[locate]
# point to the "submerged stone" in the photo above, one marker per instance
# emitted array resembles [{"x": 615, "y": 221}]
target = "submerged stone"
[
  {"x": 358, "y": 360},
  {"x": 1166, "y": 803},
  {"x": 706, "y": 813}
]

※ ※ ※

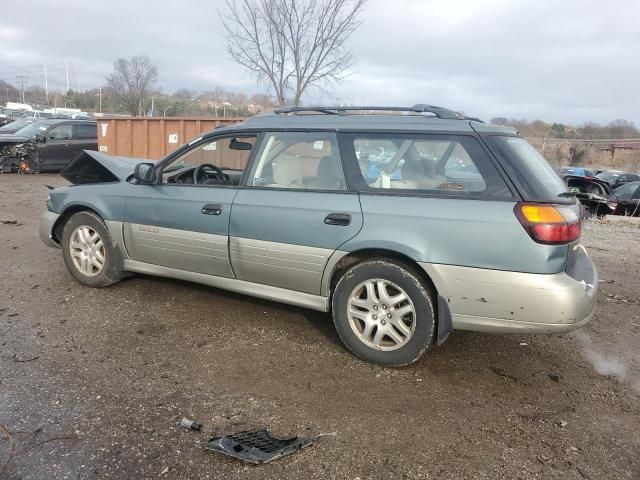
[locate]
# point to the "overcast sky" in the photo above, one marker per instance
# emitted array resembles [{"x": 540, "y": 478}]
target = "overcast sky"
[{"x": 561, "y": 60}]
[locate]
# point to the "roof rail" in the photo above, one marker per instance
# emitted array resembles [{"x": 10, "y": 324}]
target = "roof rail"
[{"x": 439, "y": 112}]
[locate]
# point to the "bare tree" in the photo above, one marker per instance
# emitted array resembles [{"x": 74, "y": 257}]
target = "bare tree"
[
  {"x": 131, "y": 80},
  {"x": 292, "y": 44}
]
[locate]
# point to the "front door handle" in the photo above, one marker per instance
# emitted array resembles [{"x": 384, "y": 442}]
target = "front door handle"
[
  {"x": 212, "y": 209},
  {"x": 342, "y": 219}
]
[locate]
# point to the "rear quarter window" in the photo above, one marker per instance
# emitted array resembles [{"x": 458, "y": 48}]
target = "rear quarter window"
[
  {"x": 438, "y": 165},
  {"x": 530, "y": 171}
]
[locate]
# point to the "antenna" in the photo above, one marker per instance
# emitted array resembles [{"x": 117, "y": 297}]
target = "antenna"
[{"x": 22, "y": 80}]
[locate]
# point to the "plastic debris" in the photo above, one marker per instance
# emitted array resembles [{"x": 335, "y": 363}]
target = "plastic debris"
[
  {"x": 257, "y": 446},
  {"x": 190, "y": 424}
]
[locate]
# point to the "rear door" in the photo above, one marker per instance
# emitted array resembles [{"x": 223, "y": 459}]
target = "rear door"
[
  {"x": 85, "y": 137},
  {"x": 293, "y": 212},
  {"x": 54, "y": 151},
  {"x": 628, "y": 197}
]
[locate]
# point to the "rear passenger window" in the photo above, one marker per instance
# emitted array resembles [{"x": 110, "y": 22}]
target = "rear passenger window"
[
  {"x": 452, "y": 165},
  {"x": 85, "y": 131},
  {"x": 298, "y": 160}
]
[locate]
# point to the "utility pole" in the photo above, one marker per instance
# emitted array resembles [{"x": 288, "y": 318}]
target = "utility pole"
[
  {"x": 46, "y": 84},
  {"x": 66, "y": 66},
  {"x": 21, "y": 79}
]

※ ※ ※

Using the listing above, pick out each line that contains the word "photo", then copy it.

**Result for this task:**
# point to the "submerged stone" in the photo above, one marker per instance
# point to the "overcast sky" in the photo above, one marker per instance
# point to the "roof rail" in the photo above, one marker per instance
# point to the "bare tree" in the photo above, one marker per instance
# point to the "front door handle" in the photo above, one marker per instance
# point to the "rear quarter window" in the photo above, one marker per instance
# point to the "antenna" in the photo above, one marker per instance
# point to the "plastic debris" in the photo above, one marker per instance
# point to the "rear door" in the photo above, one marker per instance
# point to the "rear passenger window" in the photo above, one marker per instance
# point to the "utility pole" in the photo above, one marker per instance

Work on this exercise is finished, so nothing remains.